-- Data to process start --
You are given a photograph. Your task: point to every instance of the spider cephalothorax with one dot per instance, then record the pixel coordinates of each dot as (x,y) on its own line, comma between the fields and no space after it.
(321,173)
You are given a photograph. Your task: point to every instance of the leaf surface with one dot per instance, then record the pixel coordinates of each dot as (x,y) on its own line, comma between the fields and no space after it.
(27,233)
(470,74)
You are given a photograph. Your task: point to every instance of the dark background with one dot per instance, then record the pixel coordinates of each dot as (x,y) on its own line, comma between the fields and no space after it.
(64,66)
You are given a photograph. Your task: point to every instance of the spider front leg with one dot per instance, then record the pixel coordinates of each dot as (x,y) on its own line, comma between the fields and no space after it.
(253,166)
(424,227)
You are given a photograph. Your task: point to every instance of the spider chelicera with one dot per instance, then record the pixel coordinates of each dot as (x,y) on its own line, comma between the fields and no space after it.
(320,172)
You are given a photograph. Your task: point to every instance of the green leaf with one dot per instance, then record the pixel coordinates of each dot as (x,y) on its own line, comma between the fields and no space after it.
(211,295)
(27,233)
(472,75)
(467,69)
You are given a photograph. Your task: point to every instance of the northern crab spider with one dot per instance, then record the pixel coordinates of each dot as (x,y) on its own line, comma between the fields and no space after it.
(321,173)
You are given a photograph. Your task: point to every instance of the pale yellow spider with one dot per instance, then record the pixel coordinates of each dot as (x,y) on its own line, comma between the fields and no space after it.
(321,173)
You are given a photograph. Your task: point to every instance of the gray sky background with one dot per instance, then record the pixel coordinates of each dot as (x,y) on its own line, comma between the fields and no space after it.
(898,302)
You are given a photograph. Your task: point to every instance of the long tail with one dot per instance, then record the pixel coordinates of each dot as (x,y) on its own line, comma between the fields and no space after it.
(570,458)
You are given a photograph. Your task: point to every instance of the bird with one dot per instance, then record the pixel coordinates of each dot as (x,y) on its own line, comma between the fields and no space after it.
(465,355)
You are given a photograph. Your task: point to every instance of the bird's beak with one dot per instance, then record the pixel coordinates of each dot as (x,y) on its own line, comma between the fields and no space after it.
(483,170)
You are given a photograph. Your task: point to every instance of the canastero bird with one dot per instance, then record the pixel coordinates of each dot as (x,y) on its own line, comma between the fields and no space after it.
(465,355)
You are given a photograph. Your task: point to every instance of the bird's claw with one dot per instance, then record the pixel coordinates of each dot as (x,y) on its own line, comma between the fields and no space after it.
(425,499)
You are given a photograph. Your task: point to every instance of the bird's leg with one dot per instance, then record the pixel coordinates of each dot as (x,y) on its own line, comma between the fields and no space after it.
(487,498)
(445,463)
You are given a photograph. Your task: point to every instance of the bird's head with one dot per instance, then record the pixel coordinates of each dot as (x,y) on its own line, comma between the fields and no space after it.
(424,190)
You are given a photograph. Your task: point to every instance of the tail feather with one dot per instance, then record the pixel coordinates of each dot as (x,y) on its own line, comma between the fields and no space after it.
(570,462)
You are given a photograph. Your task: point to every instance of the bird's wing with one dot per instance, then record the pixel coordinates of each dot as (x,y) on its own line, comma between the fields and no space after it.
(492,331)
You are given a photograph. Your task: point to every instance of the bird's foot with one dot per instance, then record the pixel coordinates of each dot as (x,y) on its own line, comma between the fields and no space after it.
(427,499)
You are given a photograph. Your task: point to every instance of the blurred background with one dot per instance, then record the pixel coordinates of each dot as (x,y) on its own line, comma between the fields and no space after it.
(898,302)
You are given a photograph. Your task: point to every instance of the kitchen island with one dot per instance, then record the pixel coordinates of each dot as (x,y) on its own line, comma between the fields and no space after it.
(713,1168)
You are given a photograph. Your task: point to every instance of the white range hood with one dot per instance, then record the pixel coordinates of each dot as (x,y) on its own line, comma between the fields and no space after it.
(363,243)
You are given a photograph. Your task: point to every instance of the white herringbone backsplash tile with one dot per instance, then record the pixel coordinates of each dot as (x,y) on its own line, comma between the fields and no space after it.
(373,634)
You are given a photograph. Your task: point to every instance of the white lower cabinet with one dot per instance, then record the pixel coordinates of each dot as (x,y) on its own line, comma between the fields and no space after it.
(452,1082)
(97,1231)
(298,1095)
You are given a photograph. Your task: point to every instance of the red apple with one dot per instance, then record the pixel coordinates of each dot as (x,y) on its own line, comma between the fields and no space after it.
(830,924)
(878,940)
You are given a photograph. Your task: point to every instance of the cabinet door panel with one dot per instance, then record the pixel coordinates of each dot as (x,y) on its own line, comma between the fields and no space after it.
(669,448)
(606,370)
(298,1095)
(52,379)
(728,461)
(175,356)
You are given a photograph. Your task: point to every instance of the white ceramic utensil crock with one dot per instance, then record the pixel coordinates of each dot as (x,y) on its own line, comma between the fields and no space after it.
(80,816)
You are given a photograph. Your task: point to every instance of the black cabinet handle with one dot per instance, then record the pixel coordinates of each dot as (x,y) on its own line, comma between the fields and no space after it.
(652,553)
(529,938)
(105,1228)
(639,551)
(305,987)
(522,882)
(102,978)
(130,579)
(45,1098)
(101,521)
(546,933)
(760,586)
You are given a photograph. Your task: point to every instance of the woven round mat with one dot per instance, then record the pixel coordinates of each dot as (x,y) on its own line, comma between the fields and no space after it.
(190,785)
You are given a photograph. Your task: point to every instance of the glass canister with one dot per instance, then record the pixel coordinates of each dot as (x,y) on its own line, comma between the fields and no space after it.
-- Data to process end --
Set task | Please set down each line of the records exactly as given.

Complete output |
You are given a photograph. Your task: point to every instance of the spider cephalothorax with one dot per instance, then record the pixel coordinates of each dot as (x,y) on its own line, comma between the fields and no space after it.
(321,173)
You are given a photograph. Your task: point to every instance of the leaf surface with one dot per instance, then record the pixel coordinates of each dot as (x,y) on its own line, comma between the fields and no space after it.
(27,233)
(470,74)
You are given a photograph. Your task: point to every instance of the dark background with one dot per instance, then record the pixel coordinates of each dot as (x,y) on its own line, comma between the fields and no space after it.
(64,66)
You are given a photograph. Your task: point to every instance of the spider front leg with one dot per instance, then record the pixel coordinates of each dot as (x,y) on its own line, comma between the fields and no space after it.
(253,166)
(424,227)
You are given a photograph. Your task: point to every instance of the spider chelicera with one dot per instance, then record the pixel coordinates of each dot as (x,y) on its own line, comma between the fields and no space after it.
(320,172)
You are given a photograph. Your task: point to every instance of the green leaf with one dot per instance, then record the pixel coordinates of each dot as (x,y) on its own line, comma between the fields and no space after it.
(211,295)
(27,233)
(472,75)
(467,69)
You are given a photograph. Your task: point to every instance of the northern crab spider with one dot per instance, then record the pixel coordinates of each dot as (x,y) on its own line, comma between the fields and no space after it.
(321,173)
You are given a photograph. Your task: point to every instance of the pale yellow spider with one dot per instance, then record the pixel coordinates of each dot as (x,y) on its own line, comma between the fields and no space after it.
(321,173)
You are given a photograph. Your task: point to every instance of the gray sky background with one dot per instance, then record the pixel coordinates of each dot as (x,y) on its own line, comma between the fields and no space after it.
(898,302)
You are given a photograph. Your task: point to every instance of the long tail with one dot per instance, then record the pixel coordinates of each dot as (x,y) on its own line, comma between the fields and no space after it.
(570,458)
You are given a photograph. Your task: point to every instance of the bird with one dot per instance, then record the pixel coordinates of each dot as (x,y) on its own line, comma between the fields and no space after it.
(465,355)
You are given a photograph. Your task: point to every instance of the bird's beak with one dot per instance, then record the pixel coordinates of each dot as (x,y) on its own line, comma between the fields and no space after it.
(483,170)
You are given a photograph. Your task: point to every instance of the canastero bird with one dot per instance, then record the pixel coordinates of each dot as (x,y) on its own line, comma between the fields and no space after it.
(465,355)
You are given a photograph. Your task: point to every instance of the bird's claw with one dot per instance, then record the pixel coordinates of each dot as (x,y) on its own line, comma between the fields and no space after it.
(425,499)
You are given a photograph. Your task: point to every instance of the bird's leg with one dot per instance, then record the pixel coordinates of each dot as (x,y) on its own line, comma between the fields and no space after it.
(487,498)
(445,463)
You are given a photograph. Your task: point to every instance of the bird's head with one dot per instance, then record the pixel coordinates of each dot as (x,y) on its own line, comma between the fields and no space after it.
(424,190)
You are given a photograph. Your task: point to every instance of the tail feather with one dot per instance, then record the pixel coordinates of each dot as (x,y) on its own line, comma between the fields and no space after it.
(570,462)
You are given a photograph. Your task: point to every instance of the bird's wing with one dot per instance, then record the pixel coordinates of each dot as (x,y) on its own line, comma between the fields and no space after it.
(492,331)
You are given a photograph. Your task: point to every instance of the bird's foot with one dot per instance, then record the pixel coordinates of each dot as (x,y) on its own line, comma between the fields and no space after it.
(427,499)
You are given a photograph. Your task: point to every instance of the blurred background with one dot per instance, then record the pixel coordinates of each dot as (x,y) on its own line, comma between the fields and no space after it.
(898,302)
You are given a photograph. Your task: point to every instance of the kitchen island with one dot per instance, then record the pixel coordinates of each dot as (x,y) on its own line, comma between the fields and no space after it.
(713,1168)
You are given a photograph. Your task: point to every instance of the white range hood with one dot per instance, then record the pixel coordinates of each dot as (x,y) on its own line, comma between the fields and no space after it.
(363,243)
You are given a photograph. Your task: point to every instance of the white herringbone backsplash tile with one dot per instance, then record the pixel coordinates of each dot as (x,y) on its own line, comma between the fields and no space after it.
(373,634)
You are given a photograph. Your task: point to every instance of the white lower cabinet with one dot per instance, then record the pixel coordinates of each dot as (x,y) on its own line, comma between the fields and no space after it.
(452,1082)
(97,1231)
(298,1095)
You are given a photograph. Your task: point to every instance of the red apple with one dot per instance, then record the pixel coordinates of each dot as (x,y) on its own line, comma between the fields and no space after it.
(830,924)
(878,940)
You are given a photograph. Your task: point to every instance of the cabinet door panel with one dot per instance, then record the pixel coordinates of each dot as (x,y) on its own line, comma between the fields and no space after it.
(669,448)
(606,370)
(298,1095)
(52,379)
(728,461)
(175,356)
You are given a photograph. Your task: point to every instance of the white ceramic utensil crock with one dot per instance, then record the pixel coordinates of each dot as (x,y) on its own line, comma between the fields and no space after it.
(80,816)
You are given a photograph. Your task: point to every instance of the black cabinet handle with one dot per instance, then record the pixel coordinates of each dot as (x,y) on its own line, comma between the fields and no space after it.
(652,553)
(529,938)
(105,1228)
(639,551)
(305,987)
(522,882)
(102,978)
(130,579)
(45,1098)
(101,521)
(546,933)
(760,586)
You are given a photograph. Your task: point to every instance of the woven round mat with one dot per instance, then record the pixel coordinates of each dot as (x,y) on its own line, comma between the fields and no space after it.
(190,785)
You are given a photograph. Your task: point to every instance of the glass canister with one dot per instance, then record the pixel coordinates of each dot as (x,y) on its own line, comma between the fields and no space after it.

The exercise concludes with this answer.